START SUPPLIED RECORDS
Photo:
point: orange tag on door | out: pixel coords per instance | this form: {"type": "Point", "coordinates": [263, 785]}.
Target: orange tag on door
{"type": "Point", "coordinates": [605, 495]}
END SUPPLIED RECORDS
START SUPPLIED RECORDS
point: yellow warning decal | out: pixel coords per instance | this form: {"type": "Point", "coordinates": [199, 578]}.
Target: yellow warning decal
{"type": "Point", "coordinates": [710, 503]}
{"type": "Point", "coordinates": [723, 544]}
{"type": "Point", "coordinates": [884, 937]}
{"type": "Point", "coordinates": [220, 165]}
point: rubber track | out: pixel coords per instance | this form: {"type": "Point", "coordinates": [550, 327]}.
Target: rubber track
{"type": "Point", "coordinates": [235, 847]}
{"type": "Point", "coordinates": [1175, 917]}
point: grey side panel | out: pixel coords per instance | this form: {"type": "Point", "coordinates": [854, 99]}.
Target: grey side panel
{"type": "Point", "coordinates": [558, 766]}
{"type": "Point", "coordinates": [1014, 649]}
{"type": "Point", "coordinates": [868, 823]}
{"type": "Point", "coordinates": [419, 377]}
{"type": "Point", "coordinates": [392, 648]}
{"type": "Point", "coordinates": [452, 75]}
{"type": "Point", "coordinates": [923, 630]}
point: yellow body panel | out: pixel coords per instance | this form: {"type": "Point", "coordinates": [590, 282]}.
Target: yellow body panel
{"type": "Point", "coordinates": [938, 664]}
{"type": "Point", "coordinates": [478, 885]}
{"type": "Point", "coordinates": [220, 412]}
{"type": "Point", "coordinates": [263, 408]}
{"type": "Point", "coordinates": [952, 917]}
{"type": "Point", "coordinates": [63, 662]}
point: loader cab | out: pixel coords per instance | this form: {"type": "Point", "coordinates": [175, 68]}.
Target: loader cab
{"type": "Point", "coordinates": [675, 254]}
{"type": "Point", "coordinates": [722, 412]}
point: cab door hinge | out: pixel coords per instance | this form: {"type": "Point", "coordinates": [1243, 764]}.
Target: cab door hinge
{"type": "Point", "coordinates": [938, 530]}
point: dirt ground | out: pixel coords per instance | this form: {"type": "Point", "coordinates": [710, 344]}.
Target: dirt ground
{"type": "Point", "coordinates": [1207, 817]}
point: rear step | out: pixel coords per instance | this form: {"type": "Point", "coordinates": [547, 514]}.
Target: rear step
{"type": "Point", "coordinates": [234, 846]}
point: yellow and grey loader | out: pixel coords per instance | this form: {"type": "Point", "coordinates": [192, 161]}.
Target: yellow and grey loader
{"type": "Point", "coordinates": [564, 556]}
END SUPPLIED RECORDS
START SUPPLIED RECORDS
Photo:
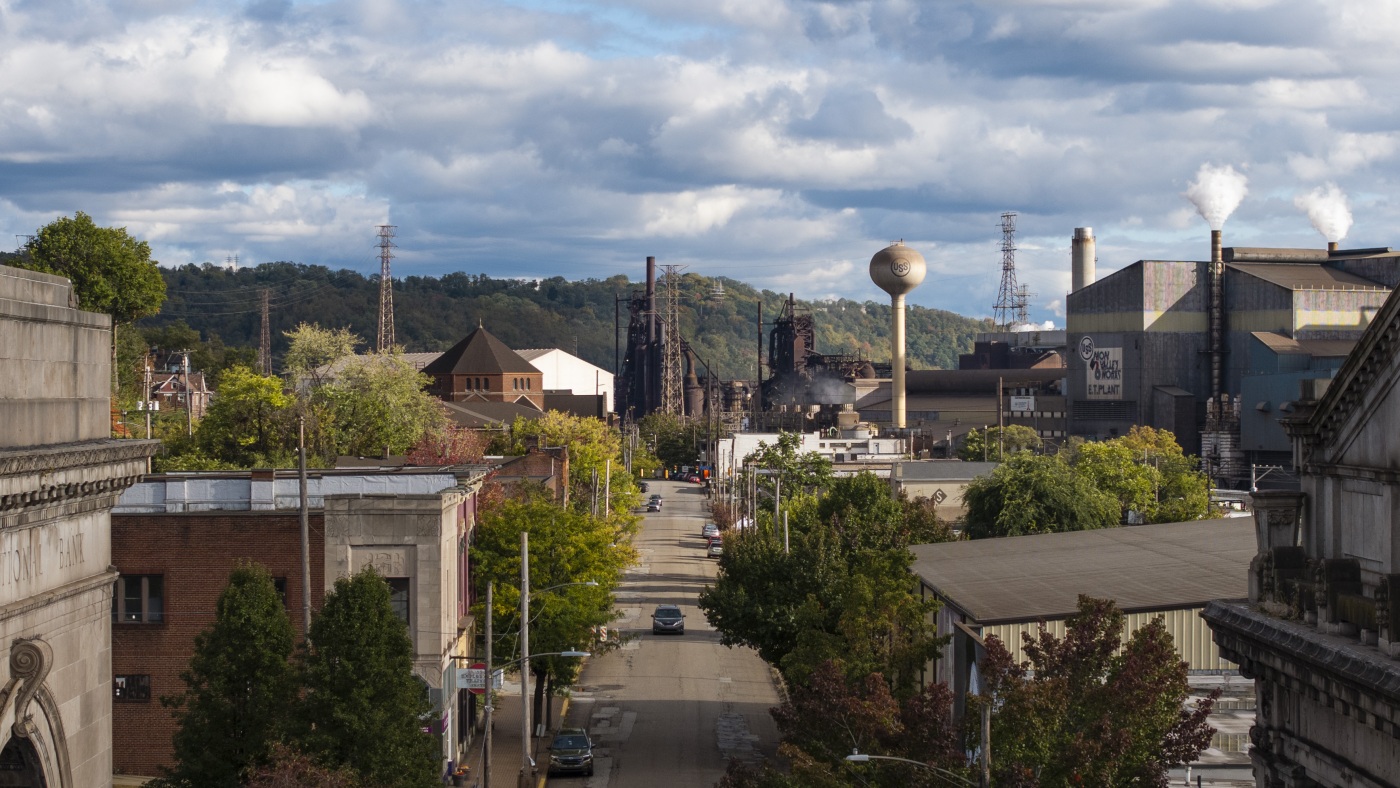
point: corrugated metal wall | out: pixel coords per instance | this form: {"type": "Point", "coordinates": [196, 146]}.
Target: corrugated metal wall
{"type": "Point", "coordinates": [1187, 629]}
END SUPPLIED RECORDS
**WHAT YOU ARE ASKED TO DO**
Go through the listing and copy each line that includes the string "pixel".

**RESPONSE FOR THIS EXERCISE**
point: orange tag on door | out: pixel coords per instance | this form: {"type": "Point", "coordinates": [263, 785]}.
point: yellow warning decal | out: pixel coords per instance | this form: {"type": "Point", "coordinates": [199, 578]}.
point: rubber track | out: pixel coords per instance | this form: {"type": "Point", "coordinates": [550, 327]}.
point: grey side panel | out: pixel coords per instance | this form: {"type": "Point", "coordinates": [854, 99]}.
point: yellow body panel | out: pixel coords per instance | this form: {"type": "Point", "coordinates": [590, 282]}.
point: loader cab | out: pixel coords per instance | this form: {"type": "Point", "coordinates": [175, 68]}.
point: cab door hinge | out: pixel coords per instance | this form: {"type": "Point", "coordinates": [1243, 764]}.
point: dirt ground | out: pixel coords per instance | this form: {"type": "Point", "coordinates": [710, 344]}.
point: rear step | out: pixel coords per instance | this form: {"type": "Point", "coordinates": [547, 514]}.
point: yellow and grey loader | out: pixel coords per instance | this form: {"type": "Point", "coordinates": [192, 161]}.
point: corrugated metal wall | out: pixel coords per instance | this form: {"type": "Point", "coordinates": [196, 146]}.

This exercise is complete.